** Start of Text to read **

# New website look



## South-FL-Painter (Jan 17, 2012)

I am finishing up completely different look of my website more content, (from those, who remember the old website) It’s not done, we are still working on it, but I would like to see what you folks think about it! As always SEO is the most important thing.

website


----------



## ColorQuest (Mar 19, 2012)

Sharp_Painting said:


> I am finishing up completely different look of my website more content, (from those, who remember the old website) It&#146;s not done, we are still working on it, but I would like to see what you folks think about it! As always SEO is the most important thing.
> 
> website


Sharp,
Your site looks awesome on my HTC android. I am going to check it out on my laptop when I get a chance.
Thanks,
Jay


----------



## IndianapolisPainters (Sep 2, 2011)

Looks nice to me. The dropdown menus didn't even mess up my script blocker


----------



## SouthFloridaPainter (Jan 27, 2011)

Looks great...good code structure, good page speed. 

I like the inclusion of facebook opengraph in code, and schema code.

The site is a kinda busy, but considering your targeting two different trades, its been laid out really well.

nicely done.


----------



## South-FL-Painter (Jan 17, 2012)

Thank you for checking out,I am still working on the project gallery,i really need to buy a pro camera,iphone does bot always take the best pics haha


----------



## Rbriggs82 (Jul 9, 2012)

It looks awesome on my iPhone.


----------



## BigBen (Aug 29, 2012)

Looks good, only thing I am not crazy about, is the stripped wallpaper background.


----------



## South-FL-Painter (Jan 17, 2012)

BigBen said:


> Looks good, only thing I am not crazy about, is the stripped wallpaper background.


Thank you for your opinion,We all have different taste,in my opinion it matches the site layout...


----------



## DarrenSlaughter (Jul 16, 2010)

Site looks good. If I could suggest a few changes:

1. Remove the location-based keywords in the footer. It's keyword stuffing and you run the risk of being penalized for it. 

2. It looks like you "spun" the content for those pages, which is fine for readers. But those pages probably are not indexed due to dup content. So, I would re-write the content for those areas or just list the areas served.

3. Instead of the "recent articles", develop a very strong call to action at the bottom of each page. Your content is good but there is nothing that MOVES the reader to action at the bottom of the page. 

Hope that helps!

-Darren


----------

** End of Text to read **
** Start of Supplied entries **

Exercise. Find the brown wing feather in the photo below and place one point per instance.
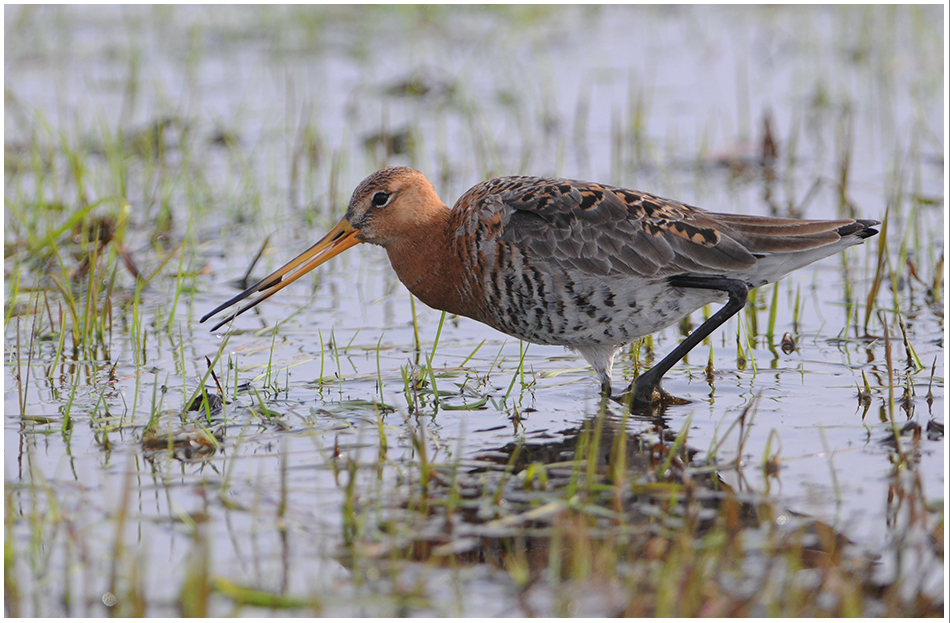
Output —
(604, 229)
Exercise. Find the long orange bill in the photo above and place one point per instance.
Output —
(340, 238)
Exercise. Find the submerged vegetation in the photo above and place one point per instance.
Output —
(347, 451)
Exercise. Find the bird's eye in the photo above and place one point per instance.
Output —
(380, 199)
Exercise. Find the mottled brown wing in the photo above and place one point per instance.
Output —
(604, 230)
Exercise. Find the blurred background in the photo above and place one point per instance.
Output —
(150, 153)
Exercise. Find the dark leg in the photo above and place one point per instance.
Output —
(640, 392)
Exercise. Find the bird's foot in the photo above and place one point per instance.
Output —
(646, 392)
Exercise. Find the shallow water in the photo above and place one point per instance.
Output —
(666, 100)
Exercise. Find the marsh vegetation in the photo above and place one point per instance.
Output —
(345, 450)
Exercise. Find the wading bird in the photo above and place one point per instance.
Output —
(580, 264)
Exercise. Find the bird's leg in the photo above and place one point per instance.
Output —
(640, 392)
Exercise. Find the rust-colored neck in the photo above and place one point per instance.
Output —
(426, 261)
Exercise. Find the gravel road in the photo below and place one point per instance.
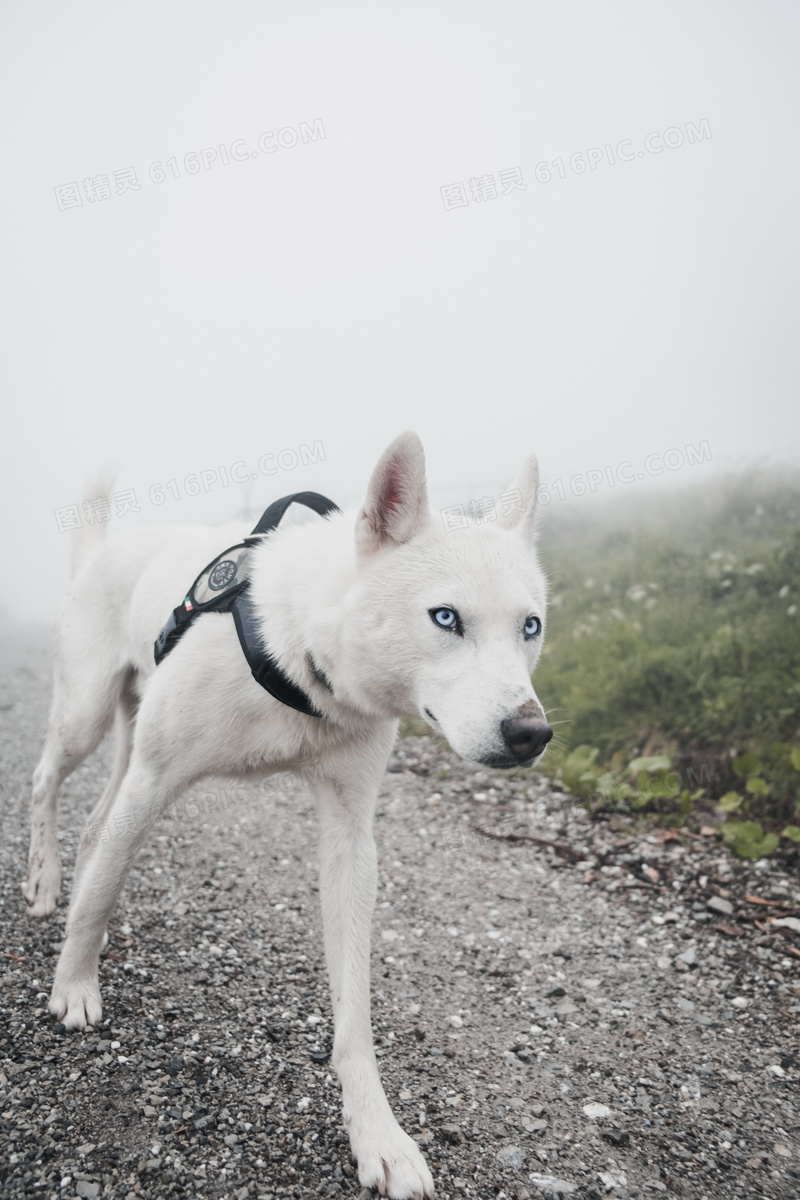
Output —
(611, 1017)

** End of Supplied entries **

■ **Written task A**
In the forum thread about the new website look, what does South-FL-Painter say they need to buy while still working on the project gallery?
■ **Written task B**
Why does Darren suggest removing the location-based keywords from the site's footer in the forum thread about the new website look? Explain in one to three sentences.

■ **Written solution A**
A pro camera.

■ **Written solution B**
He calls those footer keywords keyword stuffing. Keeping them means the site runs the risk of being penalized.